In the article about Pakistan's food exports to Gulf states, how many food items has the federal government approved for export?
-------- Source text
Business
Food exports stoke inflation fears | The Express Tribune
LAHORE:
As echoes of the US-Israel-Iran conflict ripple across global trade routes, a familiar dilemma is confronting policymakers in Islamabad, which is how to seize a rare export opportunity without letting it burn a hole in the pocket of the ordinary Pakistani consumer.
The federal government has recently green-lit exports of 40 food items to Gulf states, a move driven by supply chain disruptions that have left Gulf Cooperation Council (GCC) nations scrambling for alternative food sources. For a country like Pakistan, which is hungry for foreign exchange, the decision looks commercially sound. But economists and market observers are sounding a cautionary note – what feeds the export ledger could also feed inflation at home.
The timing is delicate. Pakistan is still absorbing the aftershocks of successive fuel price hikes over the past year, with petrol prices now hovering around Rs321 per litre. In an economy where supply chains are heavily dependent on road transport, every rupee added to fuel costs translates directly into higher prices for food items on the shelf.
With global oil prices already edging upwards in the wake of Middle East tensions, Brent crude has closed this week at around $110 per barrel. Following this, the transportation cost burden on domestic food supply chains is unlikely to ease anytime soon. Add to this an export-driven reduction in domestic food availability, the recipe for another inflationary spiral becomes uncomfortably familiar.
“There is definitely a strong demand from Gulf buyers right now, especially for meat and rice. But if too much stock is diverted abroad, local prices will shoot up and that will hurt consumers,” said Haji Tahir Mahmood, a seasoned food exporter to Gulf countries.
----------------
-------- Given information
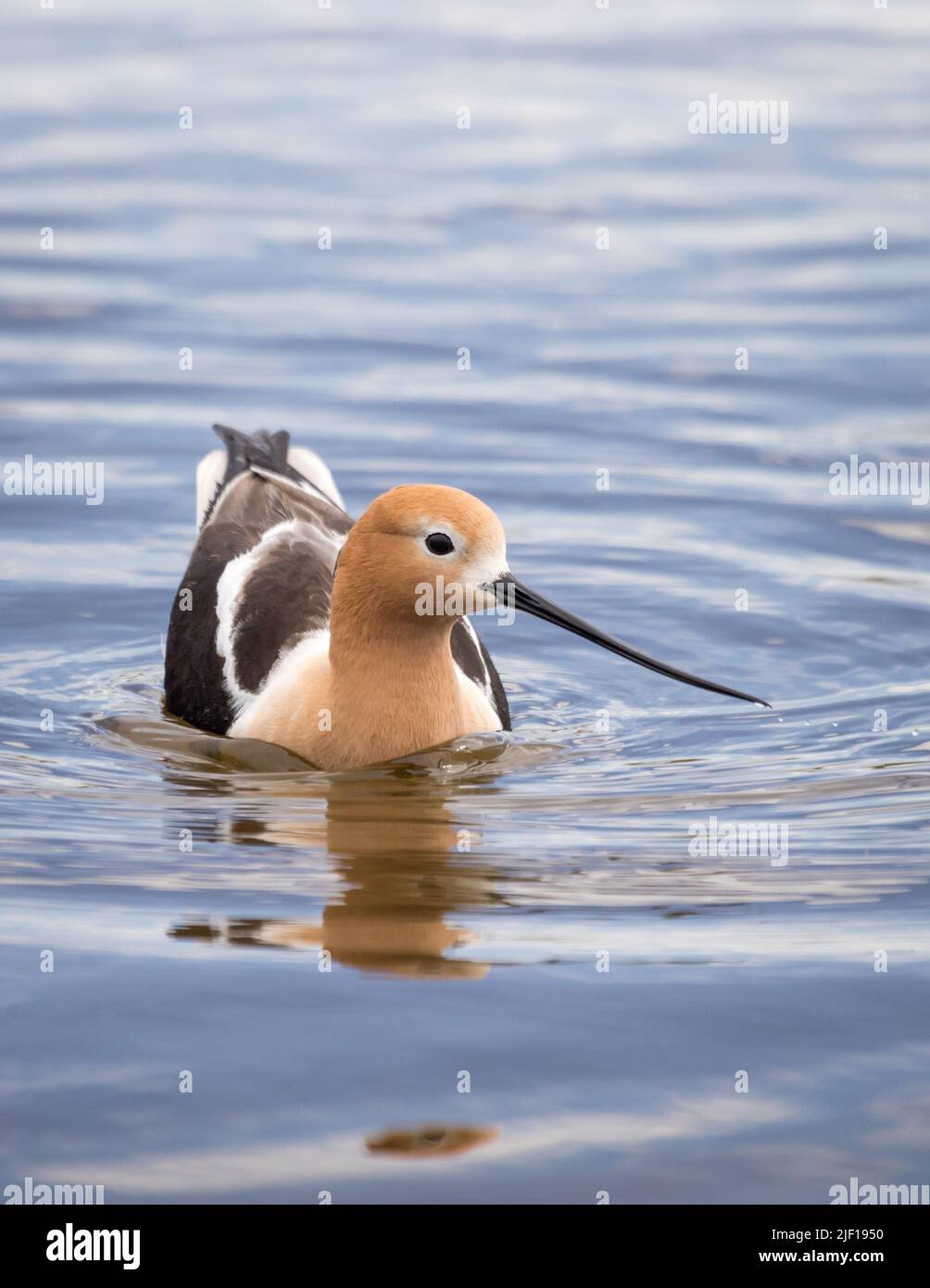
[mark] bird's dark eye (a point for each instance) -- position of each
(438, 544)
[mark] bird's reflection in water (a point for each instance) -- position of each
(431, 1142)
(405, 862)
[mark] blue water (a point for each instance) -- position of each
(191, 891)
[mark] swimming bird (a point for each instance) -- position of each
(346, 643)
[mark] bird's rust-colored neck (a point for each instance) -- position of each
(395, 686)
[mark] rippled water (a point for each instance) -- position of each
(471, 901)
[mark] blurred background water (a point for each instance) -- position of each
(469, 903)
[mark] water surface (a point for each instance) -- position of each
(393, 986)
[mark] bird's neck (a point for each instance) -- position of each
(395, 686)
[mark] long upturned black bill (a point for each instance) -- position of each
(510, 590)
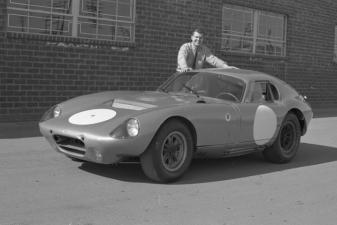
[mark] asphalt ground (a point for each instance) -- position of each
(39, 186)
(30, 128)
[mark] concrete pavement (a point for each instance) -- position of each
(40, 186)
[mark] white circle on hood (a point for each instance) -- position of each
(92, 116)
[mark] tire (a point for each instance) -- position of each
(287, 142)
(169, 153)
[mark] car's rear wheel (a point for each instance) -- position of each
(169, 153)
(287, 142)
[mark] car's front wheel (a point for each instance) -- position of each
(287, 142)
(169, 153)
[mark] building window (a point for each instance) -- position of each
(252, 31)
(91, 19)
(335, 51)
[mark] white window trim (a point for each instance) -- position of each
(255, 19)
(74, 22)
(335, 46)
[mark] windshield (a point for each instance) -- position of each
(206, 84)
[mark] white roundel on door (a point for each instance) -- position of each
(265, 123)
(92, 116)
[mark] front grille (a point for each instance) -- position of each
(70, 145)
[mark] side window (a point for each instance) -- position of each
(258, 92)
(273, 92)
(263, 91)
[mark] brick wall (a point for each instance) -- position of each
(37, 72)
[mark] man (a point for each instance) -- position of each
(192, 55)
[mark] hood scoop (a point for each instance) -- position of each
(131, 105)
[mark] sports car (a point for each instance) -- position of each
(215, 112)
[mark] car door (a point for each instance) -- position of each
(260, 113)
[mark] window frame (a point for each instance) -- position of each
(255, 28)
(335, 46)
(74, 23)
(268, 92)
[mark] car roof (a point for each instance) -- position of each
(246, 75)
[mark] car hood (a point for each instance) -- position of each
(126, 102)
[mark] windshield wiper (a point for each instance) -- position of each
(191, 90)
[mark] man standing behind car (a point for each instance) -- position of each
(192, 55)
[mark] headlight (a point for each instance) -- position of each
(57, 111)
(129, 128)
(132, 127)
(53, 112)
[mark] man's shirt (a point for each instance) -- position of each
----------------
» Reply to the exercise
40 food items.